(Annotation records)
.....
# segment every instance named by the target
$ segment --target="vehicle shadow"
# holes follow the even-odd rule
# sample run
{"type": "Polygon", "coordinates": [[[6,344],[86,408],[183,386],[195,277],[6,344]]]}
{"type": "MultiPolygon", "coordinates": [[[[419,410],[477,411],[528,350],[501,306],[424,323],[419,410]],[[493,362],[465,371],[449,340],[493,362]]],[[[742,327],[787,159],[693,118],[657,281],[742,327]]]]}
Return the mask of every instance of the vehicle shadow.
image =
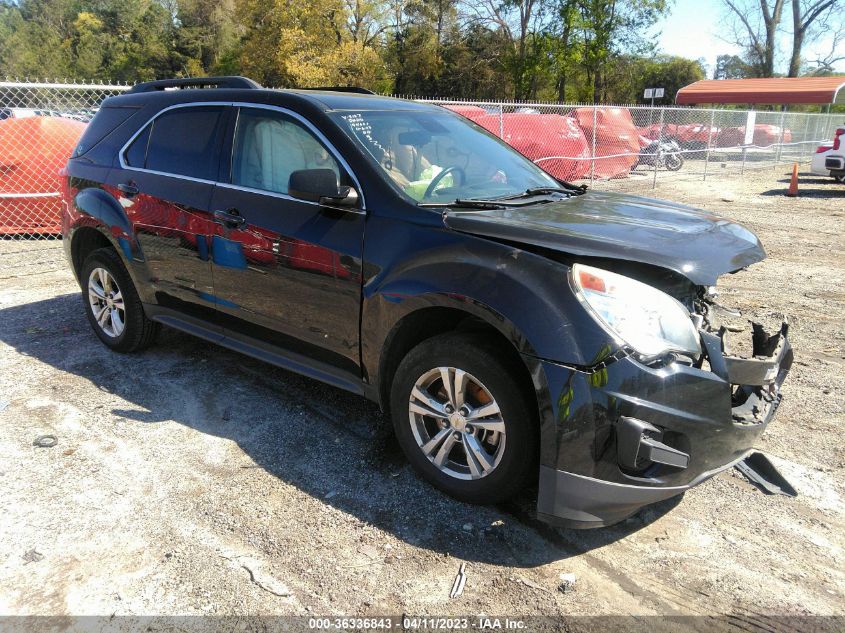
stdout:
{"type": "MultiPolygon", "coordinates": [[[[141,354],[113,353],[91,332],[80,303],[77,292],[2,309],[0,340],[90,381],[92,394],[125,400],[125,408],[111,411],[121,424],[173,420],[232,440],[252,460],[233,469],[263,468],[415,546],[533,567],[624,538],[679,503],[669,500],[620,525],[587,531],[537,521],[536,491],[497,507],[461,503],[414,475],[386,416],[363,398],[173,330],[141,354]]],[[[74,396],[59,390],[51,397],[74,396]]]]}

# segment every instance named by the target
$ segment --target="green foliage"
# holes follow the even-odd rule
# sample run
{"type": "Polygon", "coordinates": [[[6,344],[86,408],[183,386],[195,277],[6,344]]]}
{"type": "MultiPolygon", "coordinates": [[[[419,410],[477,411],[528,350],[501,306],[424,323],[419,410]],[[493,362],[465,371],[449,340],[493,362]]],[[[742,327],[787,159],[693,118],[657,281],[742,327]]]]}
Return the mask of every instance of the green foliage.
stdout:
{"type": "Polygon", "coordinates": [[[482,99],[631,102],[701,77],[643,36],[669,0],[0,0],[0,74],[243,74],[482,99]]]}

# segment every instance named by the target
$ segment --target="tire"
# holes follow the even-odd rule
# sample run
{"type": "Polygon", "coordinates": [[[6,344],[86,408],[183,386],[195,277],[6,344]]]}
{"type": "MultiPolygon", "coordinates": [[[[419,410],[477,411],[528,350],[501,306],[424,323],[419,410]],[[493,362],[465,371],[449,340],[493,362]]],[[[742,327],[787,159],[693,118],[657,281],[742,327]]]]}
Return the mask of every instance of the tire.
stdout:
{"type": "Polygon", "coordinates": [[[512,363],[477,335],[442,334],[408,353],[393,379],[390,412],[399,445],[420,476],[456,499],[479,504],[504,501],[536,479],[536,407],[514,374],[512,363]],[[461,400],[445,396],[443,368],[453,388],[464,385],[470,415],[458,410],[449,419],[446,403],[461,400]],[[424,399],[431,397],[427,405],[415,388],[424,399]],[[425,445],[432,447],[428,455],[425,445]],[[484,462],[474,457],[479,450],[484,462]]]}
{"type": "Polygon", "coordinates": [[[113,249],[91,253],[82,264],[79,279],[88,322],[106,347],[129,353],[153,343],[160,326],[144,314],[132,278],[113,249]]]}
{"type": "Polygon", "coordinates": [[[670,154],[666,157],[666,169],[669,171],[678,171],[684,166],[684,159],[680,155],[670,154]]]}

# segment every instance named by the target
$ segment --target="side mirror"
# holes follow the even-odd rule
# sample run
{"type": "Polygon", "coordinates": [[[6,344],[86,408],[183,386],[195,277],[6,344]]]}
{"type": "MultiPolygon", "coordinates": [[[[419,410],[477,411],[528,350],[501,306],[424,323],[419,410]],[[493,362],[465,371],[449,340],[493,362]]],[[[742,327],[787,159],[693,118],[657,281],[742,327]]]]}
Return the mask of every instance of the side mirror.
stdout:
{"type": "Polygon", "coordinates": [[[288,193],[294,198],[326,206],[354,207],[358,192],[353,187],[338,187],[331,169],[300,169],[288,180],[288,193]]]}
.....
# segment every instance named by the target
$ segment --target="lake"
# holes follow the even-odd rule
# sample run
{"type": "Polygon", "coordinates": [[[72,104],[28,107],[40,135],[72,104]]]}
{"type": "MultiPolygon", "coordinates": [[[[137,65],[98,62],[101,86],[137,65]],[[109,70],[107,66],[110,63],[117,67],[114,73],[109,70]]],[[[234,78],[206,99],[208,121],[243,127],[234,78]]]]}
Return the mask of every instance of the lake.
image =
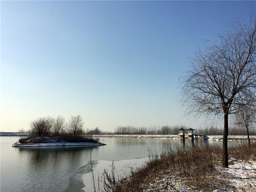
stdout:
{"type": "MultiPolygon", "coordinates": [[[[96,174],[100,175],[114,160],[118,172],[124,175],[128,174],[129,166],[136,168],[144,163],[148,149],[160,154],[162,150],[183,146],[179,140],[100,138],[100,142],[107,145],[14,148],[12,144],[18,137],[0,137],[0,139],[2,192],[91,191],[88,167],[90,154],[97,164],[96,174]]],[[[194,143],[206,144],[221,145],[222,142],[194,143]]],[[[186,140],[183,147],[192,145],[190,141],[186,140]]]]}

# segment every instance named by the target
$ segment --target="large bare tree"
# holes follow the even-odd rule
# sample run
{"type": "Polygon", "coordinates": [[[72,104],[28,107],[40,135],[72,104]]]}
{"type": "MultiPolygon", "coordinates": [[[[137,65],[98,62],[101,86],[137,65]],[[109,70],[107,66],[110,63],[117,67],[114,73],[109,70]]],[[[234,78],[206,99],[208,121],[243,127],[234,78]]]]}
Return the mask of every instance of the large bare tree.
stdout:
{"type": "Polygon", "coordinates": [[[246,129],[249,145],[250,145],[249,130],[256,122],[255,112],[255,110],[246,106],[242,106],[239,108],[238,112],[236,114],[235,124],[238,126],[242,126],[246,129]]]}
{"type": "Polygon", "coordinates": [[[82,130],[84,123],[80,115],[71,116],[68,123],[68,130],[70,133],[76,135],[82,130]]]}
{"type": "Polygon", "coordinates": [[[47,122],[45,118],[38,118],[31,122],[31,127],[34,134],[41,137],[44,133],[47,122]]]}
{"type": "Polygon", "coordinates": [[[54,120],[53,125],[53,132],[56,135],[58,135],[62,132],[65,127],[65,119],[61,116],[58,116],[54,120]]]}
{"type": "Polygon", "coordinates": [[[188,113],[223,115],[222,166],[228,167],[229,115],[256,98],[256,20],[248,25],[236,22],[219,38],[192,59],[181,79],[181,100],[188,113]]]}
.....
- _PROBLEM DESCRIPTION_:
Report each line in the entries above that contains the word "mirror".

- _CORRECT ANSWER_:
$ segment --target="side mirror"
Return the mask of every instance of the side mirror.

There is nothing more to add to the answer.